» Task to carry out:
Would you retype all of these records exactly?

....

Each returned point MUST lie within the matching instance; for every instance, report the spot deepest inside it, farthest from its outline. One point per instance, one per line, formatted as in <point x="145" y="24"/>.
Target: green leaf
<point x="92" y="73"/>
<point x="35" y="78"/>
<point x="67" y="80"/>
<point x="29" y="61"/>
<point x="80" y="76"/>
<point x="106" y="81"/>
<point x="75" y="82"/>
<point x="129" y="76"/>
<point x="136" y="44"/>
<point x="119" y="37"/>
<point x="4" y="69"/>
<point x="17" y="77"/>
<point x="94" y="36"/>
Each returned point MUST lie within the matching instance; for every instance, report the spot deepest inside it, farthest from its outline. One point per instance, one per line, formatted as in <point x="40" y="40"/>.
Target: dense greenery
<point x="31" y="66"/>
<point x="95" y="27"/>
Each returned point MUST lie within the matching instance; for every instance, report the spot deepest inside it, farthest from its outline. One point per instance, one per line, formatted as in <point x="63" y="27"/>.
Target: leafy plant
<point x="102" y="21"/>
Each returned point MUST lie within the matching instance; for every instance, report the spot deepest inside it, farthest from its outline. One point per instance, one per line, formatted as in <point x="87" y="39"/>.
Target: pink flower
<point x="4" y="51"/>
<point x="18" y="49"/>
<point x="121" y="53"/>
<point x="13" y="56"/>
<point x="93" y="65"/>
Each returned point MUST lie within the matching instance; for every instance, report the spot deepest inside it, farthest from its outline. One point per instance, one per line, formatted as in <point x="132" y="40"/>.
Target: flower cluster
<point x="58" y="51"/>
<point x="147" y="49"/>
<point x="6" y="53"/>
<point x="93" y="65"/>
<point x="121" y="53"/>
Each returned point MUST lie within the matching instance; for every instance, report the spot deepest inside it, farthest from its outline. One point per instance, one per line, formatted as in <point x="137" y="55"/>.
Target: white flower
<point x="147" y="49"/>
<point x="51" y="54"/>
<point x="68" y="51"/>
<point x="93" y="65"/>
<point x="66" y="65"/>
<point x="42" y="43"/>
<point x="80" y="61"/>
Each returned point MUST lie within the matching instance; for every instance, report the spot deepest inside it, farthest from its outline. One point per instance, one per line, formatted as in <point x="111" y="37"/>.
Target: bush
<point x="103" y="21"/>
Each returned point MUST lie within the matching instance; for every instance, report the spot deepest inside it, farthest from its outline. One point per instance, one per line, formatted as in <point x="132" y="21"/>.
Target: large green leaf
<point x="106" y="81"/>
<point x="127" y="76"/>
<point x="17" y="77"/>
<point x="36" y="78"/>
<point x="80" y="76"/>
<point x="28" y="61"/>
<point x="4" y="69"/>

....

» Answer for the task:
Each returned point MUST lie within the matching instance; for every instance, report the spot deepest inside it, farthest from its outline. One point per instance, one per line, formatted as in <point x="145" y="24"/>.
Target: green leaf
<point x="92" y="73"/>
<point x="35" y="78"/>
<point x="67" y="80"/>
<point x="29" y="61"/>
<point x="80" y="76"/>
<point x="106" y="81"/>
<point x="75" y="82"/>
<point x="129" y="76"/>
<point x="136" y="44"/>
<point x="119" y="37"/>
<point x="4" y="69"/>
<point x="17" y="77"/>
<point x="94" y="36"/>
Each returned point MUST lie within the matching instance; for every instance, report the spot deepest inside it, farthest from its outline. One point per instance, one per line, formatted as in <point x="40" y="40"/>.
Target: dense greenery
<point x="31" y="66"/>
<point x="95" y="27"/>
Each returned point MUST lie within the matching instance; for every instance, report the spot deepest inside it, farthest from its outline. One point per instance, one per line, formatted as in <point x="63" y="27"/>.
Target: leafy plant
<point x="102" y="21"/>
Each returned point MUST lie within the matching instance; for every instance, report the spot deepest inside it, farthest from its outline. One point per instance, one per line, formatted as in <point x="87" y="39"/>.
Target: pink flower
<point x="4" y="51"/>
<point x="18" y="49"/>
<point x="121" y="53"/>
<point x="13" y="56"/>
<point x="93" y="65"/>
Each returned point MUST lie within the matching instance; for every instance, report the spot deepest inside it, farthest from its outline. One point per instance, one per line, formatted as in <point x="132" y="40"/>.
Target: flower cluster
<point x="58" y="51"/>
<point x="147" y="49"/>
<point x="6" y="53"/>
<point x="93" y="65"/>
<point x="121" y="53"/>
Each returned point MUST lie within the matching instance; for every instance, report the spot deepest inside it, farthest from its outline. One point per instance, one per line, formatted as in <point x="137" y="55"/>.
Target: white flower
<point x="147" y="49"/>
<point x="51" y="54"/>
<point x="68" y="51"/>
<point x="93" y="65"/>
<point x="66" y="65"/>
<point x="42" y="43"/>
<point x="80" y="61"/>
Each returned point MUST lie within the matching instance; for every instance, report the spot deepest inside it, farthest from its outline. One point per instance, one per line, formatted as in <point x="111" y="37"/>.
Target: bush
<point x="103" y="21"/>
Each returned point MUST lie within the matching instance; for every instance, report the spot deepest inside it, farthest from its outline. One point per instance, one per line, formatted as in <point x="132" y="21"/>.
Target: large green leaf
<point x="106" y="81"/>
<point x="127" y="76"/>
<point x="17" y="77"/>
<point x="36" y="78"/>
<point x="80" y="76"/>
<point x="28" y="61"/>
<point x="4" y="69"/>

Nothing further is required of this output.